• Items listed in a dataset
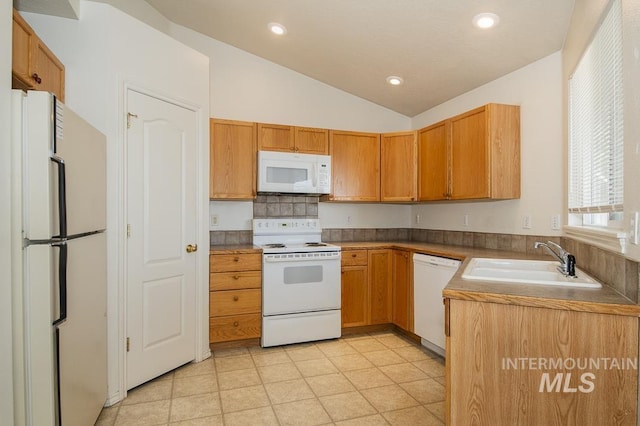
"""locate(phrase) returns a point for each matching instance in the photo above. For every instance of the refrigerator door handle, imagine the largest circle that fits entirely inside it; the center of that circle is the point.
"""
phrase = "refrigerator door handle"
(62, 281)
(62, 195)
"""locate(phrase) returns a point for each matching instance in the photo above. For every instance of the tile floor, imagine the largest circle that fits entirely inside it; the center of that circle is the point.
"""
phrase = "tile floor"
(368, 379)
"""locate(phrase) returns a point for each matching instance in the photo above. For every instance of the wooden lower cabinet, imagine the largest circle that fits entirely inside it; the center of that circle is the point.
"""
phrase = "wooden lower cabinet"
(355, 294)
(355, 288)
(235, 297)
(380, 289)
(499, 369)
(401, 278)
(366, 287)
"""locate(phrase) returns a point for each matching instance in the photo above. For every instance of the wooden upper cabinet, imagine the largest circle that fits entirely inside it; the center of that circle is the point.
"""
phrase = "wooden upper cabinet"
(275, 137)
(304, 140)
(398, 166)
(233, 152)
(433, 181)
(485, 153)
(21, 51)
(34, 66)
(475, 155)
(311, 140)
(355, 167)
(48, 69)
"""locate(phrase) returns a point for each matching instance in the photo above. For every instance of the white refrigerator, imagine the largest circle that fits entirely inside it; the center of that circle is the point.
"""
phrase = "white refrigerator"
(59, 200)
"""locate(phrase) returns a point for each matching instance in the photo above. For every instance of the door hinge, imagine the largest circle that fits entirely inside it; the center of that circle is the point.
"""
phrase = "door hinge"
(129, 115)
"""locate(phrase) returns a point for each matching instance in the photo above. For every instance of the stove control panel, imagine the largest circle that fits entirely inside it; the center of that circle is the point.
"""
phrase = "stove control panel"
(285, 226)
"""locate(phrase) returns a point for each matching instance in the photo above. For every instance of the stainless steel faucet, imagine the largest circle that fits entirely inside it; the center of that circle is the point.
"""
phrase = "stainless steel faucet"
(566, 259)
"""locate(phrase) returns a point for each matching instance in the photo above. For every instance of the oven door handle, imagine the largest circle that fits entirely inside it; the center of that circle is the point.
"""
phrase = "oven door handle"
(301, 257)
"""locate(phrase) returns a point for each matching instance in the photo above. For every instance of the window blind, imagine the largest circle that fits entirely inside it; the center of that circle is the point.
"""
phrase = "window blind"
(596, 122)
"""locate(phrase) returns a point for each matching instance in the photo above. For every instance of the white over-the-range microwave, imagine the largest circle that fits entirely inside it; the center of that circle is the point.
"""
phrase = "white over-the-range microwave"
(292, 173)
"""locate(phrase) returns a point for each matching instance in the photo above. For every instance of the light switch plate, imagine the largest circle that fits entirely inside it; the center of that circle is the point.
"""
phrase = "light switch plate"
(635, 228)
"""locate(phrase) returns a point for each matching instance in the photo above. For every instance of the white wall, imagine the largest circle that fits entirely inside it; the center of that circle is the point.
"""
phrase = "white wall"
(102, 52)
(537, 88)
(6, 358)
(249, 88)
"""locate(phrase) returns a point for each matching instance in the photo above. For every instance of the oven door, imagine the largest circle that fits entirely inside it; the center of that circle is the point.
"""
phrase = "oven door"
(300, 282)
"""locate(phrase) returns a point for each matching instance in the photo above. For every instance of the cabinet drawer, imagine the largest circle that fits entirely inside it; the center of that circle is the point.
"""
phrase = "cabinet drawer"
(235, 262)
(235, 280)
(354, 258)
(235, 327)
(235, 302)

==

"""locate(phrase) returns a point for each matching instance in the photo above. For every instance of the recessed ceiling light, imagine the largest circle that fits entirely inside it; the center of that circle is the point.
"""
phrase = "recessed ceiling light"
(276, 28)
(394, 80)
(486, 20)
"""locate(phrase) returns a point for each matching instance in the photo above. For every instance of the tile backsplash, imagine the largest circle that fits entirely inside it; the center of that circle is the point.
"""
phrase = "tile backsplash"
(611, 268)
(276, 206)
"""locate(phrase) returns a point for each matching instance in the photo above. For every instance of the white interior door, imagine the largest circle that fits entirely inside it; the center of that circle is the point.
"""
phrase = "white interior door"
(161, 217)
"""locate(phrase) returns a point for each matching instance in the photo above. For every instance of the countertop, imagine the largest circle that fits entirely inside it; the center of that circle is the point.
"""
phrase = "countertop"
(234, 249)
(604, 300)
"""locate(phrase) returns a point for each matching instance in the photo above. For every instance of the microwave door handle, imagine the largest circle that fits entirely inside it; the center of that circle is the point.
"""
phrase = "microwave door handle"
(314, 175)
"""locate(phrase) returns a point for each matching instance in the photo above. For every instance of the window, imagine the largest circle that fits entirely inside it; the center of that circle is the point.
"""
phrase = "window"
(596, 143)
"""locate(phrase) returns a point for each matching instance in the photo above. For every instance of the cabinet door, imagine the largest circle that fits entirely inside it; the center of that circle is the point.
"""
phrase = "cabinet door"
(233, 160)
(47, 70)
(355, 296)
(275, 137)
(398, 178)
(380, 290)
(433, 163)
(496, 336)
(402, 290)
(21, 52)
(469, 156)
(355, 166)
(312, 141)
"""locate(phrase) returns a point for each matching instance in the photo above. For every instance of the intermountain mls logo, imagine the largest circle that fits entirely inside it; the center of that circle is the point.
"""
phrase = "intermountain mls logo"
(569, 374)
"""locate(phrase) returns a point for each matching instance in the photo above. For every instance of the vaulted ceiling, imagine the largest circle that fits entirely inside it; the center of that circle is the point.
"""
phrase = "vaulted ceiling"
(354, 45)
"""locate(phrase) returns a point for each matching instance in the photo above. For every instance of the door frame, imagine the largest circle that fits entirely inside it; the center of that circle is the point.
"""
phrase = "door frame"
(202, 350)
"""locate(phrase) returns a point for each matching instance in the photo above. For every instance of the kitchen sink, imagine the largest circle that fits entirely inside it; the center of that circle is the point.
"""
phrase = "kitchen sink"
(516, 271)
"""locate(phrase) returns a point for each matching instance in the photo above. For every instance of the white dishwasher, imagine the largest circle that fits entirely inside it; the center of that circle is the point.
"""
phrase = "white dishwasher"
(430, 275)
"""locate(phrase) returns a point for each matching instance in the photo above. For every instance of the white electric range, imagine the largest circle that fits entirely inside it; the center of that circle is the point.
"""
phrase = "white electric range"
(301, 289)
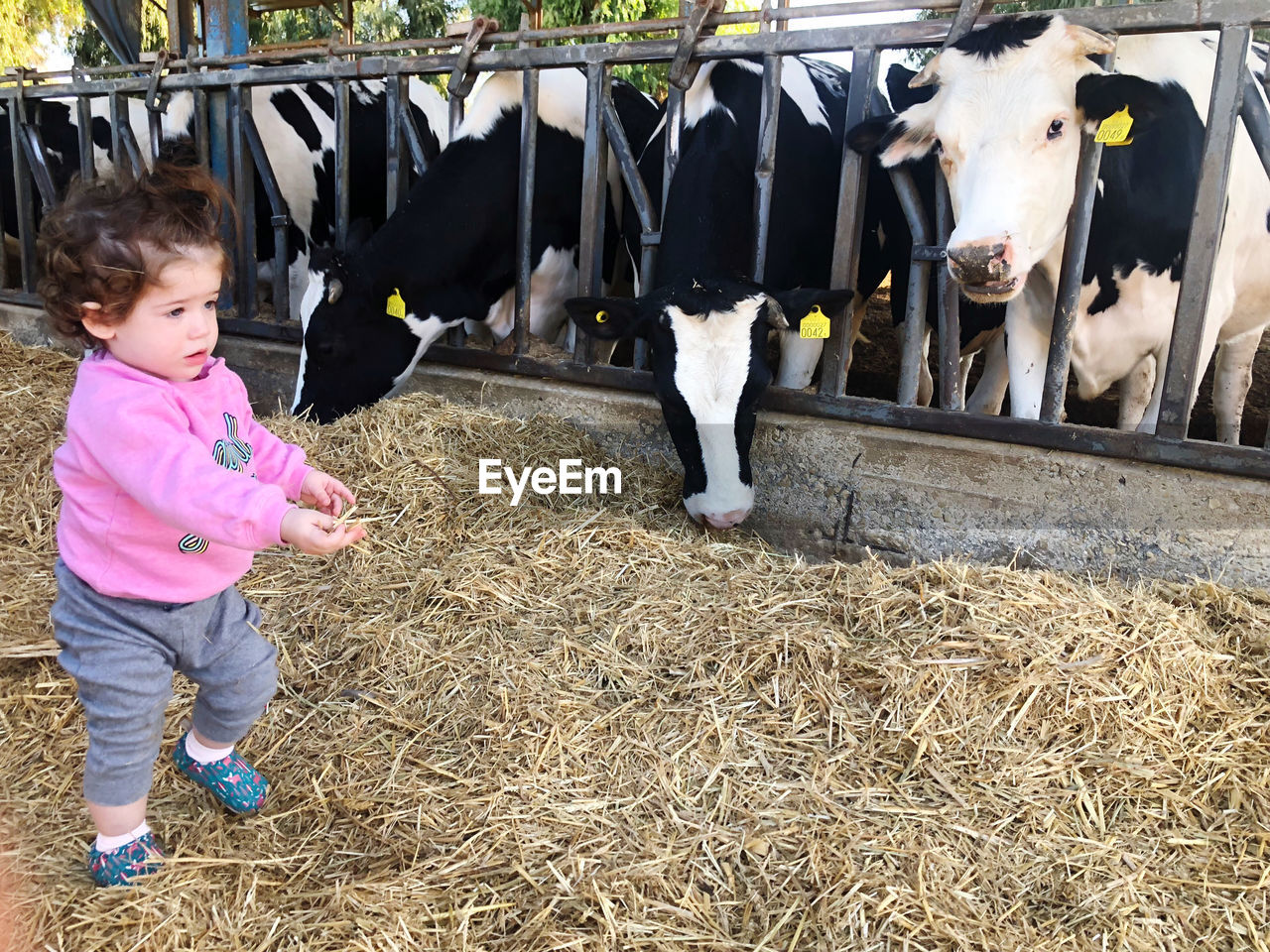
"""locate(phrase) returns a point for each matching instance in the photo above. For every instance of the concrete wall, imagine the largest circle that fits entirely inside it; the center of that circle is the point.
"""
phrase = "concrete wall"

--

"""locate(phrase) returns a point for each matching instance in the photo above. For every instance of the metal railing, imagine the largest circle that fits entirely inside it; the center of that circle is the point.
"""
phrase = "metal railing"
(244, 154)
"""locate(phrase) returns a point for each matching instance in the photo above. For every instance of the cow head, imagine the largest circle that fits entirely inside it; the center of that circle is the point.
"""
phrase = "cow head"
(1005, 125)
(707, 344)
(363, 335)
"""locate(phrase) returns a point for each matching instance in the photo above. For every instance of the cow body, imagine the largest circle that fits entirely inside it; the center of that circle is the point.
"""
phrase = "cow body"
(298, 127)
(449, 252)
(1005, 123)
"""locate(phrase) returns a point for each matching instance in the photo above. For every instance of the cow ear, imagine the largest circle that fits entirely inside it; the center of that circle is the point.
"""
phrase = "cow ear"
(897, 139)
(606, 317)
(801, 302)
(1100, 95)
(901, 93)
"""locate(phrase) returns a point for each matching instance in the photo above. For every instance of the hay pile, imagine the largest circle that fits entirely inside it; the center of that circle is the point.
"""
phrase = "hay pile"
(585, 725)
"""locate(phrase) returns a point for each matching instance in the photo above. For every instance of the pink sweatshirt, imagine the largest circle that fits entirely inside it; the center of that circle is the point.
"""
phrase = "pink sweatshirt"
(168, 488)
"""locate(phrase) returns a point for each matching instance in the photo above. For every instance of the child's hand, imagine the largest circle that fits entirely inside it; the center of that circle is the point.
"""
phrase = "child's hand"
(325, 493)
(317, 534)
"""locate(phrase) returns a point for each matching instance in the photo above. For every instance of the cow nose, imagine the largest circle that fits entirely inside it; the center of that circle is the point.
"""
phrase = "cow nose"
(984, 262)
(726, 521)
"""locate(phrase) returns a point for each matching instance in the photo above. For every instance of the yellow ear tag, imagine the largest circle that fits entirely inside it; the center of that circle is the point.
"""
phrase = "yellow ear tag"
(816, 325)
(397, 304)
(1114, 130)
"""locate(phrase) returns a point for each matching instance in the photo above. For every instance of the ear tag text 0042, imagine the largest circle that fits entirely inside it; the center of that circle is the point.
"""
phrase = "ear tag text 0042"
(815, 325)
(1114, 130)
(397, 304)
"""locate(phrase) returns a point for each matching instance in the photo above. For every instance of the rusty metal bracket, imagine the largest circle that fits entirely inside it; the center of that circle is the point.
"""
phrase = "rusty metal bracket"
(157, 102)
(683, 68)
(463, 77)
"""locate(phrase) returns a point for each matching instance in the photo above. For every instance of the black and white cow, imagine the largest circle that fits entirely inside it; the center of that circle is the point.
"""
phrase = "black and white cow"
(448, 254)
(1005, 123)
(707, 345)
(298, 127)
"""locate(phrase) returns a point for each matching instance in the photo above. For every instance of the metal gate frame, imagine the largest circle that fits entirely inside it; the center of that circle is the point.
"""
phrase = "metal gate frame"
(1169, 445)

• Exercise
Can you reproduce the lines unchanged, from the line containing "of the black" through the line containing "(1169, 445)", with both of those lines included?

• Result for this task
"""locate(phrase) returns a point for each matching instance in the photo above. For every instance of the black and white cow, imagine the largest circle that fits entirely inside it; the center of that circle is the point.
"""
phrase = "black and white cow"
(448, 254)
(1005, 123)
(707, 345)
(298, 127)
"""locate(phrase) returns a point for each matching instance in the photo above. For every instance of the metal gate frame, imagine the largest circle that fits entirely inside it; the center of that circle is the point.
"""
phrase = "metal gate frame"
(1169, 445)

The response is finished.